- _Exercise directions_:
Output the full set of records exactly.

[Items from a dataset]
• • • • •

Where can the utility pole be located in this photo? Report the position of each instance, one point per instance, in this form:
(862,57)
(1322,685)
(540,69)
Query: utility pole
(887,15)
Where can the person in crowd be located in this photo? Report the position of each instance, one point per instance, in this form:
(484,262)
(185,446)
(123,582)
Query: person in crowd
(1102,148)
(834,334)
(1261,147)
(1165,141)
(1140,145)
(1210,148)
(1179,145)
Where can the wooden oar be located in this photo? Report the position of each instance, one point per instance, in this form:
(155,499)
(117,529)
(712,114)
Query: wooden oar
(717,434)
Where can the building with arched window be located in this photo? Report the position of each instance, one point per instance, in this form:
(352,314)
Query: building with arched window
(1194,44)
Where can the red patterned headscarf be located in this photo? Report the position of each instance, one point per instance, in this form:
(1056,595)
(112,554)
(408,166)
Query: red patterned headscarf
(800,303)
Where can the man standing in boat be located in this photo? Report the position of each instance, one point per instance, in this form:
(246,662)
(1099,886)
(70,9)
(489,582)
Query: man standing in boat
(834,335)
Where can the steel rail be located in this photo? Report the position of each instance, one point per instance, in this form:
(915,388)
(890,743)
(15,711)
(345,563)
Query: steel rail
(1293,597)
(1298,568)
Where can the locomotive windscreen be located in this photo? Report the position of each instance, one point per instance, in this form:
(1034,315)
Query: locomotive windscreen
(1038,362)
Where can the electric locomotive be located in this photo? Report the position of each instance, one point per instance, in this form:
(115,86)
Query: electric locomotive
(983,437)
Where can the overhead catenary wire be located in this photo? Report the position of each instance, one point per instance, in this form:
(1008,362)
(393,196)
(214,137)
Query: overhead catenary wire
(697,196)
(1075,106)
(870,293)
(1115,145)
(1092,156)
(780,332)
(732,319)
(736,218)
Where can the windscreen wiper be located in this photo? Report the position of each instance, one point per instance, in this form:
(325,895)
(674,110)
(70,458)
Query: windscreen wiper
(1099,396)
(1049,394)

• • • • •

- _Task solution_:
Where can the utility pole be located in this photo? Report the position of each instance, one point per instance, in this form:
(862,57)
(1322,685)
(540,69)
Query: utility pole
(887,15)
Where can the person in crowd be located in this photo? Report the position of each instance, one point per instance, in this form:
(484,262)
(185,446)
(123,582)
Query: person in crowd
(1102,148)
(834,334)
(1261,147)
(1165,141)
(1140,145)
(1210,148)
(1179,145)
Where can the wooden oar be located in this photo? Report the position of each instance, one point per instance, in this form:
(155,499)
(117,529)
(712,114)
Query: wooden oar
(717,434)
Where can the building with arched window be located in this photo? Report the position of each instance, one point per instance, in this form:
(352,314)
Query: building with arched window
(1194,44)
Where can the red patterned headscarf be located in this photo? Report the position of each instance, one point per instance, in this form:
(1056,595)
(112,554)
(408,166)
Query: red patterned headscarf
(800,303)
Where can the man standing in boat be located in this photo? Report the position of each instance, one point per instance, in this form:
(246,662)
(1099,886)
(70,9)
(489,582)
Query: man standing in boat
(834,335)
Where can the steel rail be located in this photo? Report the position of each instance, one point per instance, in this form:
(915,388)
(890,743)
(15,711)
(345,563)
Query: steel rail
(1293,597)
(1298,568)
Where can the locomotive windscreen be located in this photo? Report the position of each instance, one point per instance, in this form:
(1034,315)
Query: locomotive windscreen
(1038,362)
Where can the electric locomotive be located in this photo? Report the position of each instance, one point per instance, in this form:
(115,86)
Query: electric locomotive
(983,437)
Where can the overhead catenary wire be located in this photo? Report the position of each instance, one point per instance, in this form:
(1008,362)
(393,196)
(214,137)
Query: overhead catenary wire
(697,196)
(1075,106)
(870,293)
(1115,145)
(1092,156)
(780,332)
(732,319)
(736,218)
Where can the windscreen wiper be located in this photo? Report the position of each instance, one point per instance, in this form:
(325,895)
(674,110)
(70,458)
Query: windscreen wiper
(1099,396)
(1049,394)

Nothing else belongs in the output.